---- INPUT MATERIAL

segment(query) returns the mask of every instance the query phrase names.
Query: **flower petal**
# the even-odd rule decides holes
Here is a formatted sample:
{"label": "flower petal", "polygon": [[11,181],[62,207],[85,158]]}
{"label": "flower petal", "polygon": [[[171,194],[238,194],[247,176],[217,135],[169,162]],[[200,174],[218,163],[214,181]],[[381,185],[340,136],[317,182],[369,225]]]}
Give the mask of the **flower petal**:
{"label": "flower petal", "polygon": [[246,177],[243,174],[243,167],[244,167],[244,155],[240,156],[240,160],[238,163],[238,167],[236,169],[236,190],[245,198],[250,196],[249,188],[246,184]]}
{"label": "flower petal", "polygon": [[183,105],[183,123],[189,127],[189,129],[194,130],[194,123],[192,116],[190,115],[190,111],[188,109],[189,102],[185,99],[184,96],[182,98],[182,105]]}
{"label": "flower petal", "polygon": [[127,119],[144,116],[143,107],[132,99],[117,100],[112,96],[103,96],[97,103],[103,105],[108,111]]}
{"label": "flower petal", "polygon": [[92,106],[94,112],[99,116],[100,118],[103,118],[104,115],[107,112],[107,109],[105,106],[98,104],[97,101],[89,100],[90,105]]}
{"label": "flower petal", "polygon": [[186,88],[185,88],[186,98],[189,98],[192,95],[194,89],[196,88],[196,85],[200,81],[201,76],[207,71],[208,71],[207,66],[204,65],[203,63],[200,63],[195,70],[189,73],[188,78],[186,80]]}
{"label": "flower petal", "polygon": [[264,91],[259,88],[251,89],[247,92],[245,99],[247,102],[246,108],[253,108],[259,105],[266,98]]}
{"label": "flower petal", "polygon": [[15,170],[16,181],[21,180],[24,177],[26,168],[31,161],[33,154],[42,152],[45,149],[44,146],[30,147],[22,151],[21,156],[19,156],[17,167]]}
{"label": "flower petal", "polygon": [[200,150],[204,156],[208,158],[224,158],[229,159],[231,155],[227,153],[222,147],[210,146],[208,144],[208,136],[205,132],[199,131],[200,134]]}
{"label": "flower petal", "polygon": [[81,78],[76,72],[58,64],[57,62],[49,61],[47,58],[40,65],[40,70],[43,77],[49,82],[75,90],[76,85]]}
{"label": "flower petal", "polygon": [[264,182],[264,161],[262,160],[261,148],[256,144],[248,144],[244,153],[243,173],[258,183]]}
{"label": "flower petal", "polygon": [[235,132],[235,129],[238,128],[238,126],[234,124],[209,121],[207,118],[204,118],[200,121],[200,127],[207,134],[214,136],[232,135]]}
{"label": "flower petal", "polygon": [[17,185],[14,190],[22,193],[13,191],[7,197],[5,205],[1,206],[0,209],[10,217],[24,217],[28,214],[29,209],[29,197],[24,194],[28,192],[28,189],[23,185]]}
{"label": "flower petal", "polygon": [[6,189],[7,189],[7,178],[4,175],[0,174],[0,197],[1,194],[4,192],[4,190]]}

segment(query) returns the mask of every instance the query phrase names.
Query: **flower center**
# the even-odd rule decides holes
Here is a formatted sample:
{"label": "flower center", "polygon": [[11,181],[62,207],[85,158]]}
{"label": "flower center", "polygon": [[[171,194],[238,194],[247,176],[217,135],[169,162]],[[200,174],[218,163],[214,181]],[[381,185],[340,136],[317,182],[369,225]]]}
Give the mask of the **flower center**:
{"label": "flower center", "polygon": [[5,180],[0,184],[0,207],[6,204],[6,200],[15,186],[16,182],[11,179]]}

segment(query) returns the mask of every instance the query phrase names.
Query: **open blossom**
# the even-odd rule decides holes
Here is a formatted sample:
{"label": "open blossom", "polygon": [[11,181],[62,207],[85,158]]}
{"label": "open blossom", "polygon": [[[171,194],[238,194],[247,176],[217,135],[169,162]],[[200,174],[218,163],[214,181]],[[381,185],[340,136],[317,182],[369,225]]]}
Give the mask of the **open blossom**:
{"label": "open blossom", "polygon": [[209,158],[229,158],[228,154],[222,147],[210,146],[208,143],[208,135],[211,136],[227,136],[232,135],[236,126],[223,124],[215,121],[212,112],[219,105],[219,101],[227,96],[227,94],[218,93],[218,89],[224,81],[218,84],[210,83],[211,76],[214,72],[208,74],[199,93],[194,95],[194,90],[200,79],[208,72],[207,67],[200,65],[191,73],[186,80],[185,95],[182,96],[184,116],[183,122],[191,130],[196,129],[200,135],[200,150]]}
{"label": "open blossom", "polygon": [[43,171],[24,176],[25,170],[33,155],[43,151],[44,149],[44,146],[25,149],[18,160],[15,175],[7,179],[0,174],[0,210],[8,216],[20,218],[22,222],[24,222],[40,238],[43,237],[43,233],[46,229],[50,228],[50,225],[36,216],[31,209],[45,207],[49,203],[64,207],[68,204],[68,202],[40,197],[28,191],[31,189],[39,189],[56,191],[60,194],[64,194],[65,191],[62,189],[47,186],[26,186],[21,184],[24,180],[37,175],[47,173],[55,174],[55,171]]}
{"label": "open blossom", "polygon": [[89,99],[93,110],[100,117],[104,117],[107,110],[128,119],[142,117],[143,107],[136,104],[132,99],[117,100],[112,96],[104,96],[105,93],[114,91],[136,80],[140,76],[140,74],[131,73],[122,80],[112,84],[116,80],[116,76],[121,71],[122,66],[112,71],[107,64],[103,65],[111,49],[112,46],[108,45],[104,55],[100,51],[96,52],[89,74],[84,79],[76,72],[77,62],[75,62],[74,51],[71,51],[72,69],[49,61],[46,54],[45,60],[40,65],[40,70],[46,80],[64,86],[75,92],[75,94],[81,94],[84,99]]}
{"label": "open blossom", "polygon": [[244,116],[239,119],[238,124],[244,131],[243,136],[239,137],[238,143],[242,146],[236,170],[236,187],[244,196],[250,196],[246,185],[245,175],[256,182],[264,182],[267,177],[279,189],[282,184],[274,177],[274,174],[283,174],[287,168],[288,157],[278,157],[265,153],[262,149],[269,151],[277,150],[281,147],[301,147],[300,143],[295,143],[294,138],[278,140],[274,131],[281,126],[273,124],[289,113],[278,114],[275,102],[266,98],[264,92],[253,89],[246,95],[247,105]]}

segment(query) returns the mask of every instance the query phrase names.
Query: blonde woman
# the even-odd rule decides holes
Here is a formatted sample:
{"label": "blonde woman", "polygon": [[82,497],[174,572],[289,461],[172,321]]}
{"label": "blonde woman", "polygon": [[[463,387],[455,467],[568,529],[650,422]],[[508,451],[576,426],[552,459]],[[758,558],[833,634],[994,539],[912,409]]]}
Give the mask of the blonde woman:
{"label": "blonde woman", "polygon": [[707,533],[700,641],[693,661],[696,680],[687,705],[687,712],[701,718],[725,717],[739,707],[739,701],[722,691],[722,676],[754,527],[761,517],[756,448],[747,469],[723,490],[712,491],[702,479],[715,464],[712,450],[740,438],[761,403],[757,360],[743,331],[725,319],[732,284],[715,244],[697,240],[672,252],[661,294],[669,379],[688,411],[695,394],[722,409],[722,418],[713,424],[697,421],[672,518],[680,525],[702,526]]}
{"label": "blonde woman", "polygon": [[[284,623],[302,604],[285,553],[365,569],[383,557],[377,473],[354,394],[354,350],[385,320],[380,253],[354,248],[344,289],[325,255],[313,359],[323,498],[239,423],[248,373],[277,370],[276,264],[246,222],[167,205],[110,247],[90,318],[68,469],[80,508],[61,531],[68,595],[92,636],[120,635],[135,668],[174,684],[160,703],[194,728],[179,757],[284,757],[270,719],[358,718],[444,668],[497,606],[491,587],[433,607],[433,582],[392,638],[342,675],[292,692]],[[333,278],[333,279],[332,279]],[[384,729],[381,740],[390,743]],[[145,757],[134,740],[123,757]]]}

--------

GOAL OF THE EXERCISE:
With nothing added or left out, print the data again.

RESULT:
segment(query) returns the mask of every instance the query phrase names.
Query: **flower petal**
# the even-odd rule decides holes
Here is a formatted sample:
{"label": "flower petal", "polygon": [[11,181],[62,207],[85,158]]}
{"label": "flower petal", "polygon": [[[171,194],[238,194],[247,176],[217,135],[169,162]],[[200,174],[218,163],[214,181]],[[381,185],[340,136],[317,182],[369,225]]]}
Give the mask of the **flower petal**:
{"label": "flower petal", "polygon": [[246,177],[243,174],[243,167],[244,167],[244,155],[240,156],[240,160],[238,163],[238,167],[236,169],[236,190],[245,198],[250,196],[249,188],[246,184]]}
{"label": "flower petal", "polygon": [[183,105],[183,123],[189,127],[189,129],[194,130],[194,123],[192,116],[190,115],[190,111],[188,109],[189,102],[185,99],[184,96],[182,98],[182,105]]}
{"label": "flower petal", "polygon": [[127,119],[144,116],[143,107],[132,99],[117,100],[112,96],[103,96],[97,103],[103,105],[108,111]]}
{"label": "flower petal", "polygon": [[92,106],[94,112],[99,116],[100,118],[103,118],[104,115],[107,112],[107,109],[105,106],[98,104],[97,101],[89,100],[90,105]]}
{"label": "flower petal", "polygon": [[186,88],[185,88],[186,98],[189,98],[192,95],[194,89],[196,88],[196,85],[200,81],[201,76],[207,71],[208,71],[207,66],[204,65],[203,63],[200,63],[195,70],[189,73],[188,78],[186,80]]}
{"label": "flower petal", "polygon": [[264,91],[259,88],[251,89],[247,92],[245,99],[247,102],[246,108],[253,108],[259,105],[266,98]]}
{"label": "flower petal", "polygon": [[15,170],[16,181],[21,180],[24,177],[26,168],[31,161],[33,154],[42,152],[45,149],[44,146],[30,147],[22,151],[21,156],[19,156],[17,167]]}
{"label": "flower petal", "polygon": [[200,150],[204,156],[208,158],[224,158],[229,159],[231,155],[227,153],[222,147],[210,146],[208,144],[208,136],[205,132],[199,131],[200,134]]}
{"label": "flower petal", "polygon": [[81,78],[76,72],[58,64],[57,62],[49,61],[47,58],[40,65],[40,70],[43,77],[49,82],[75,90],[76,85]]}
{"label": "flower petal", "polygon": [[264,182],[264,161],[262,160],[261,148],[256,144],[248,144],[244,153],[243,173],[258,183]]}
{"label": "flower petal", "polygon": [[235,132],[235,129],[238,128],[238,126],[234,124],[209,121],[207,118],[204,118],[200,121],[200,127],[207,134],[214,136],[232,135]]}
{"label": "flower petal", "polygon": [[17,185],[14,190],[22,193],[13,191],[7,197],[5,205],[1,206],[0,209],[10,217],[24,217],[28,214],[29,209],[29,197],[24,194],[28,192],[28,189],[23,185]]}
{"label": "flower petal", "polygon": [[6,189],[7,189],[7,178],[4,175],[0,174],[0,197],[1,194],[4,192],[4,190]]}

segment(query) returns the mask of every instance the query phrase names.
Query: **flower center**
# the even-odd rule decides holes
Here is a formatted sample:
{"label": "flower center", "polygon": [[11,181],[62,207],[85,158]]}
{"label": "flower center", "polygon": [[[171,194],[238,194],[247,176],[217,135],[169,162]],[[200,174],[218,163],[214,181]],[[381,185],[340,136],[317,182],[369,225]]]}
Give the mask of the **flower center**:
{"label": "flower center", "polygon": [[5,180],[0,184],[0,207],[6,204],[6,200],[15,186],[16,182],[11,179]]}

segment(query) returns the mask of every instance the query phrase names.
Query: **open blossom**
# the even-odd rule decides holes
Here is a formatted sample:
{"label": "open blossom", "polygon": [[11,181],[62,207],[85,158]]}
{"label": "open blossom", "polygon": [[[171,194],[238,194],[247,176],[217,135],[169,162]],[[200,174],[218,163],[214,181]],[[381,185],[340,136],[317,182],[369,225]]]}
Give the mask of the **open blossom**:
{"label": "open blossom", "polygon": [[209,158],[229,158],[228,154],[222,147],[210,146],[208,143],[208,135],[211,136],[227,136],[232,135],[236,126],[223,124],[215,121],[212,112],[219,105],[219,101],[227,96],[227,94],[218,93],[218,89],[224,81],[218,84],[210,83],[211,76],[214,72],[208,74],[199,93],[194,95],[194,90],[200,79],[208,72],[207,67],[200,65],[191,73],[186,80],[185,95],[182,96],[184,116],[183,122],[191,130],[196,129],[200,135],[200,150]]}
{"label": "open blossom", "polygon": [[43,171],[24,176],[25,170],[33,155],[43,151],[44,149],[44,146],[25,149],[18,160],[15,175],[7,179],[0,174],[0,210],[8,216],[20,218],[22,222],[24,222],[40,238],[43,237],[43,233],[46,229],[50,228],[50,225],[36,216],[31,209],[45,207],[49,203],[64,207],[68,204],[68,202],[40,197],[28,191],[31,189],[39,189],[56,191],[60,194],[64,194],[65,191],[62,189],[47,186],[26,186],[21,184],[24,180],[37,175],[47,173],[55,174],[55,171]]}
{"label": "open blossom", "polygon": [[89,99],[93,110],[100,117],[104,117],[107,110],[128,119],[142,117],[143,107],[136,104],[132,99],[117,100],[112,96],[104,96],[105,93],[114,91],[136,80],[140,76],[140,74],[131,73],[122,80],[112,84],[116,80],[116,76],[121,71],[122,66],[112,71],[107,64],[103,65],[111,49],[112,46],[108,45],[104,55],[100,51],[96,52],[89,74],[84,79],[76,72],[77,62],[75,62],[74,51],[71,51],[72,69],[49,61],[46,54],[45,60],[40,65],[40,70],[46,80],[64,86],[75,92],[75,94],[81,94],[84,99]]}
{"label": "open blossom", "polygon": [[244,116],[239,119],[238,124],[244,131],[243,136],[239,137],[238,143],[242,146],[236,170],[236,187],[244,196],[250,196],[246,185],[245,175],[256,182],[264,182],[267,177],[279,189],[282,184],[274,177],[274,174],[283,174],[287,168],[288,157],[278,157],[265,153],[262,149],[269,151],[277,150],[281,147],[301,147],[300,143],[295,143],[294,138],[278,140],[274,131],[281,126],[273,124],[289,113],[278,114],[275,102],[266,98],[264,92],[253,89],[246,95],[247,105]]}

segment(query) returns the mask of every instance the query phrase names.
Query: blonde woman
# the even-odd rule decides holes
Here is a formatted sample:
{"label": "blonde woman", "polygon": [[82,497],[174,572],[289,461],[172,321]]}
{"label": "blonde woman", "polygon": [[[463,387],[455,467],[568,529],[650,422]],[[508,451],[576,426],[552,459]],[[758,558],[833,634],[994,539],[912,409]]]}
Give the mask of the blonde woman:
{"label": "blonde woman", "polygon": [[707,533],[700,641],[693,661],[696,680],[687,705],[687,712],[701,718],[725,717],[739,707],[739,701],[722,691],[722,676],[754,527],[761,517],[756,448],[747,469],[723,490],[712,491],[702,479],[715,464],[712,450],[740,438],[761,403],[757,360],[743,331],[725,319],[732,284],[715,244],[697,240],[672,252],[661,294],[669,379],[688,411],[695,394],[722,409],[722,418],[713,424],[697,421],[672,518],[680,525],[702,526]]}
{"label": "blonde woman", "polygon": [[[284,623],[302,604],[285,553],[365,569],[383,557],[377,473],[354,394],[354,350],[385,320],[380,253],[354,248],[344,289],[325,255],[313,359],[323,498],[239,423],[248,373],[277,370],[276,264],[246,222],[167,205],[110,247],[90,318],[68,469],[80,508],[61,531],[68,595],[92,636],[120,635],[135,668],[174,684],[160,703],[194,728],[179,757],[284,757],[270,719],[358,718],[444,668],[497,606],[491,587],[433,607],[433,582],[392,638],[342,675],[292,692]],[[333,278],[333,279],[332,279]],[[384,729],[381,740],[390,743]],[[145,757],[134,740],[123,757]]]}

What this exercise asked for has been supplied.